For western Europe the most immediate inflationary effect of the war has been on fuel prices, as has been well documented and experienced first-hand by consumers. The transport and logistics industry, and energy-hungry sectors such as fertiliser, aluminum and steel production, have also been hit hard.

• Gas: Russian gas is still being sent by pipeline to Europe. In the short and even medium term it cannot be readily replaced.

• Liquid natural gas: imports into Europe from the rest of the world are set to rise, but the EU can store only about 40 per cent of Europe’s needs.

• Oil: the US is releasing one million barrels of oil a day from its reserves to try to hold down prices.

Metals

As far as metals are concerned, global supplies of titanium are abundant, but in “sponge” form it is harder to find. This material is key to many manufactured products and its shortage has significant knock-on effects.

For example, titanium makes up 15 per cent of a Boeing 787’s weight. Boeing buys a third of its requirement from VSMO-Avisma, a Russian business with which it had a joint venture, as does Airbus.
^^^^
▶ _What you need to do_:
**1)** Answer these questions from the extract on energy and metals:
(a) About what share of Europe's needs can the EU store as liquid natural gas?
(b) How many barrels of oil a day is the US releasing from its reserves?
(c) What share of a Boeing 787's weight is titanium?
**2)** Lift everything from "For western Europe" down to "been hit hard." out of the extract on energy and metals, word for word.
**3)** In one to three sentences, explain why the extract on energy and metals treats the shortage of titanium in "sponge" form as significant.
The rows that come after this point are separate material and have no connection to the extract on energy and metals.
^^^^
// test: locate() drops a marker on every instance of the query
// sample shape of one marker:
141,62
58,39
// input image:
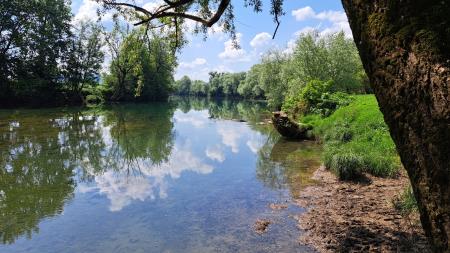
^^^^
▶ _Answers per task_:
**1)**
(a) About 40 per cent.
(b) One million barrels a day.
(c) 15 per cent.

**2)**
For western Europe the most immediate inflationary effect of the war has been on fuel prices, as has been well documented and experienced first-hand by consumers. The transport and logistics industry, and energy-hungry sectors such as fertiliser, aluminum and steel production, have also been hit hard.

**3)** Titanium in sponge form is key to many manufactured products. Its shortage therefore has significant knock-on effects.